Written task: Please rewrite only the rows below in the stretch from the line containing "of the power" through the line containing "of the tall", requests included. Shift every x and y coordinate in the answers up by 149.

Available data:
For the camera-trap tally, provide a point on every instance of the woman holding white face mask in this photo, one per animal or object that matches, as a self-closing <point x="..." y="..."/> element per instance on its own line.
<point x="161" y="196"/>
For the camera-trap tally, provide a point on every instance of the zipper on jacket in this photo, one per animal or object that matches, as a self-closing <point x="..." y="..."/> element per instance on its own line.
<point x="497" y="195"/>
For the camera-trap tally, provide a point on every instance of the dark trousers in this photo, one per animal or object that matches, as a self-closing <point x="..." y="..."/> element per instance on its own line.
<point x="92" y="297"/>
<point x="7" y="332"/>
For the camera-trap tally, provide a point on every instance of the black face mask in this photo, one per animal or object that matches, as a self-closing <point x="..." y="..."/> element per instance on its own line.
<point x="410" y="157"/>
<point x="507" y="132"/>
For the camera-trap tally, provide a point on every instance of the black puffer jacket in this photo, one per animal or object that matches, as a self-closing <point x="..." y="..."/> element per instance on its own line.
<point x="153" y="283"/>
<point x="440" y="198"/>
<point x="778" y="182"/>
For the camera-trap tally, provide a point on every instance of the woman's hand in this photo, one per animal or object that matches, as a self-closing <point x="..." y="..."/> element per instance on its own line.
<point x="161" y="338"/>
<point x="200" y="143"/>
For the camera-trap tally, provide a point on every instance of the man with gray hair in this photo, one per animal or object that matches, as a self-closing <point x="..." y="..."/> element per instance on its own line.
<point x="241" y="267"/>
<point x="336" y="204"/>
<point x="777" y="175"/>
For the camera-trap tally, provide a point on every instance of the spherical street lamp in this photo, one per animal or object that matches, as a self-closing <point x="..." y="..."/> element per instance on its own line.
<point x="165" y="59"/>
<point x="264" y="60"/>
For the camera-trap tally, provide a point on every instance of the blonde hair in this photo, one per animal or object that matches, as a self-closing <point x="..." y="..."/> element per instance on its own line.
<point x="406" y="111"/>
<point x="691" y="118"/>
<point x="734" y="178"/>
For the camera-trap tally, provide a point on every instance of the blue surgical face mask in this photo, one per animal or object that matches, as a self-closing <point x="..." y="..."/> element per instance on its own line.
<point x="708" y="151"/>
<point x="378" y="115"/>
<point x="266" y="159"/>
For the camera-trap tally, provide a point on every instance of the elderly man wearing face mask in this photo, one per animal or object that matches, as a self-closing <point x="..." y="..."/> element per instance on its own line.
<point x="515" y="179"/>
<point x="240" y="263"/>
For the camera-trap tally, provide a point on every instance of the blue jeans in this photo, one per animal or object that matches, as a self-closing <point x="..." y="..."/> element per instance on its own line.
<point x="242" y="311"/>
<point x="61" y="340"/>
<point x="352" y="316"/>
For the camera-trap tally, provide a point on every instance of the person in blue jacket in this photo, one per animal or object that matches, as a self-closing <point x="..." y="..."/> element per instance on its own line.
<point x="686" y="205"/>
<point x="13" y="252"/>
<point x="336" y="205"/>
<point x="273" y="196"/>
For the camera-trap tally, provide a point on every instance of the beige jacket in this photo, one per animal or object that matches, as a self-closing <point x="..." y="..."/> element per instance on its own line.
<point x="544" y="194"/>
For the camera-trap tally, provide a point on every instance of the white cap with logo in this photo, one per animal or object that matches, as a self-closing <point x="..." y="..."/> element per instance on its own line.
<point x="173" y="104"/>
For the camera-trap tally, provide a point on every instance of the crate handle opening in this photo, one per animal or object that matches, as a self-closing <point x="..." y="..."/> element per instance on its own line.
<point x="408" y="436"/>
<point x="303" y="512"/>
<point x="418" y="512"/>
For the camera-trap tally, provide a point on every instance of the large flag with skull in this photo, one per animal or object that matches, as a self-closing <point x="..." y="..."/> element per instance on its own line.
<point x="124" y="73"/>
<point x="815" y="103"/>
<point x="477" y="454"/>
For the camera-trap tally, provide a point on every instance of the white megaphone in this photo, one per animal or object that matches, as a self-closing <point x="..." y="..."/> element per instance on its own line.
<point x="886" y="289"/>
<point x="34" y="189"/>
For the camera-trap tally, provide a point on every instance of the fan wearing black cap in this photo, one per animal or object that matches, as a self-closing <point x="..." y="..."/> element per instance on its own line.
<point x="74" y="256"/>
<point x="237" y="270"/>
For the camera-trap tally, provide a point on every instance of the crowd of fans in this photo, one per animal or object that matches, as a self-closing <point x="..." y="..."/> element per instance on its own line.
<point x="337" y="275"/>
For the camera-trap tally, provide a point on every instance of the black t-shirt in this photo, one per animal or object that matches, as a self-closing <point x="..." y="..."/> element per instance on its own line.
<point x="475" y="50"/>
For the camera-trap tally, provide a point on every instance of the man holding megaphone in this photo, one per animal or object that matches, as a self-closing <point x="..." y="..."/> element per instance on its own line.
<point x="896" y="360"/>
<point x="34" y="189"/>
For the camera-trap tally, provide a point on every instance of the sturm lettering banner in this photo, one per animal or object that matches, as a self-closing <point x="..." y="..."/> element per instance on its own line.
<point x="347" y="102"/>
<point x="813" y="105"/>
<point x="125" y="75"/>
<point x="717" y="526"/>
...
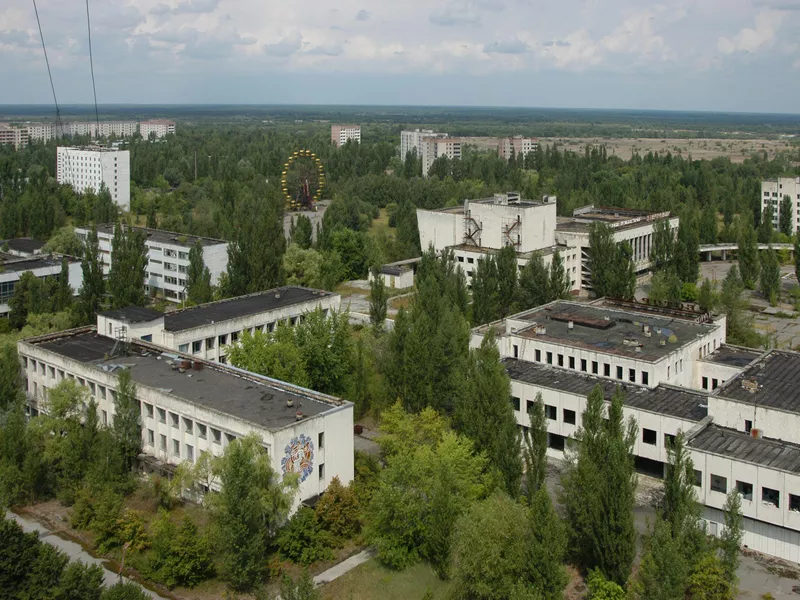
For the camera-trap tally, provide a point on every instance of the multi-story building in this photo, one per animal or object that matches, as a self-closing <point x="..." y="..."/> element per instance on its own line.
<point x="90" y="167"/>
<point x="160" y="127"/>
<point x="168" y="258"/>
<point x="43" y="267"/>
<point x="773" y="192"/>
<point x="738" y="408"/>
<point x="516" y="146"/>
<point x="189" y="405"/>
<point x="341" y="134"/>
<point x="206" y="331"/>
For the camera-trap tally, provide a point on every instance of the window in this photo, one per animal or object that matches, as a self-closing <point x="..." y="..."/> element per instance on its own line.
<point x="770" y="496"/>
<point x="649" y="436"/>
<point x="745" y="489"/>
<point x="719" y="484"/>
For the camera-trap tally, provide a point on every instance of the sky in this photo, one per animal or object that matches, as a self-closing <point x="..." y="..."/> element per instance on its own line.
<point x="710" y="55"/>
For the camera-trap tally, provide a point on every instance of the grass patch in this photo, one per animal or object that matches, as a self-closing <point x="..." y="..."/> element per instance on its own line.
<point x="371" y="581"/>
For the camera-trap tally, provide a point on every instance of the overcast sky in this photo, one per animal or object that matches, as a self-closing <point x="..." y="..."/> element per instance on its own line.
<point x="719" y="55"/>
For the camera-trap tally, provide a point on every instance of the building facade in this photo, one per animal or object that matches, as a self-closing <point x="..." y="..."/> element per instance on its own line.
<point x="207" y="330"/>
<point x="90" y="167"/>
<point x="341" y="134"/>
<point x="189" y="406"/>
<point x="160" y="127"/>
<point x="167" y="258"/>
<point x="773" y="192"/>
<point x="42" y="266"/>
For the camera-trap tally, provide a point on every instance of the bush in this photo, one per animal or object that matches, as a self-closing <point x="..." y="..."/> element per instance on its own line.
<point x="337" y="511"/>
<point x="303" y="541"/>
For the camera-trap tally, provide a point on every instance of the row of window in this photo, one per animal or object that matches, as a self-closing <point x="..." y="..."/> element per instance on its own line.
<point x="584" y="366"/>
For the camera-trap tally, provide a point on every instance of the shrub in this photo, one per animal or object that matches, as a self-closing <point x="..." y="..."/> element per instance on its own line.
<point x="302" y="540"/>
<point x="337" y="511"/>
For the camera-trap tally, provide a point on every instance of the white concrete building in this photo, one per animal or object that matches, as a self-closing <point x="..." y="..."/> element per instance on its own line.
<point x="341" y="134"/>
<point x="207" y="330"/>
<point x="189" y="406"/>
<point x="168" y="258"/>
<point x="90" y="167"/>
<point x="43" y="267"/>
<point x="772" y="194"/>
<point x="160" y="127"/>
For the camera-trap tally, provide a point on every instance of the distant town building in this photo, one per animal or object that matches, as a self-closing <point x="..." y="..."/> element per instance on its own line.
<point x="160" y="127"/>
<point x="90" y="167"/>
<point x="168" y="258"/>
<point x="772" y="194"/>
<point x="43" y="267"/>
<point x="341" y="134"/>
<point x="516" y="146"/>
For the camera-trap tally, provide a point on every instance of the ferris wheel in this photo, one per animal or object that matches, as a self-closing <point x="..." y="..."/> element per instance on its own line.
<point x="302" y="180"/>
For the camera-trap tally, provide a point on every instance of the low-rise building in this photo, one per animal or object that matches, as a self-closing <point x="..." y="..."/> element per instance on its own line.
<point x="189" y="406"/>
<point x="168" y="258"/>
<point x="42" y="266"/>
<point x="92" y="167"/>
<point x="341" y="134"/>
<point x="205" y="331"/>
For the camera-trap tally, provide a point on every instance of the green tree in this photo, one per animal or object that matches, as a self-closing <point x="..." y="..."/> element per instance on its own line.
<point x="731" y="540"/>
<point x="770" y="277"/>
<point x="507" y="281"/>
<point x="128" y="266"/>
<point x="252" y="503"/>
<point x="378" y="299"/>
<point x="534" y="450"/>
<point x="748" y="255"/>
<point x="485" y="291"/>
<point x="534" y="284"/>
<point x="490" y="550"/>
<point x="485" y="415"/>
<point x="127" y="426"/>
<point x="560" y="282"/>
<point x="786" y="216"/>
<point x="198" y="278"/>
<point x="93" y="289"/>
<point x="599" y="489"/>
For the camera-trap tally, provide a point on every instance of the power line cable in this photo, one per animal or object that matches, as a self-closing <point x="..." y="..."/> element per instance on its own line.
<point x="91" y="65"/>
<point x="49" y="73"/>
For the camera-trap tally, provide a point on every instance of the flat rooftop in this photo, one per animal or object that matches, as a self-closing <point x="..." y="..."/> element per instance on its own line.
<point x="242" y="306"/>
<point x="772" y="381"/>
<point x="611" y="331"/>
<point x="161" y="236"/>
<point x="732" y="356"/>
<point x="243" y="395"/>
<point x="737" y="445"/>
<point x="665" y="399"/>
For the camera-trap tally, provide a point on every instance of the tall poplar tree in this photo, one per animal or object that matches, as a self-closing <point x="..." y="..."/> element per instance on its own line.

Solution to the problem:
For the camera-trap tally, provide a point on every instance of the power line cable in this photo, one per animal or object that matches, as a self-closing <point x="..." y="..."/> element per instance on its own line.
<point x="240" y="214"/>
<point x="198" y="222"/>
For the camera-trap tally, provide a point on every instance of the flat rooftop in this photo, one per animal or object that matches, as a self-closing <point x="..." y="..."/> element per instance on its own line.
<point x="391" y="455"/>
<point x="921" y="530"/>
<point x="760" y="480"/>
<point x="310" y="385"/>
<point x="881" y="505"/>
<point x="392" y="544"/>
<point x="886" y="594"/>
<point x="814" y="548"/>
For the camera-trap tally, provide a point on every instance of the tall poplar tree in this photo, one per animal or object that matches, as a self-closing <point x="..." y="..."/> element per instance on its own line.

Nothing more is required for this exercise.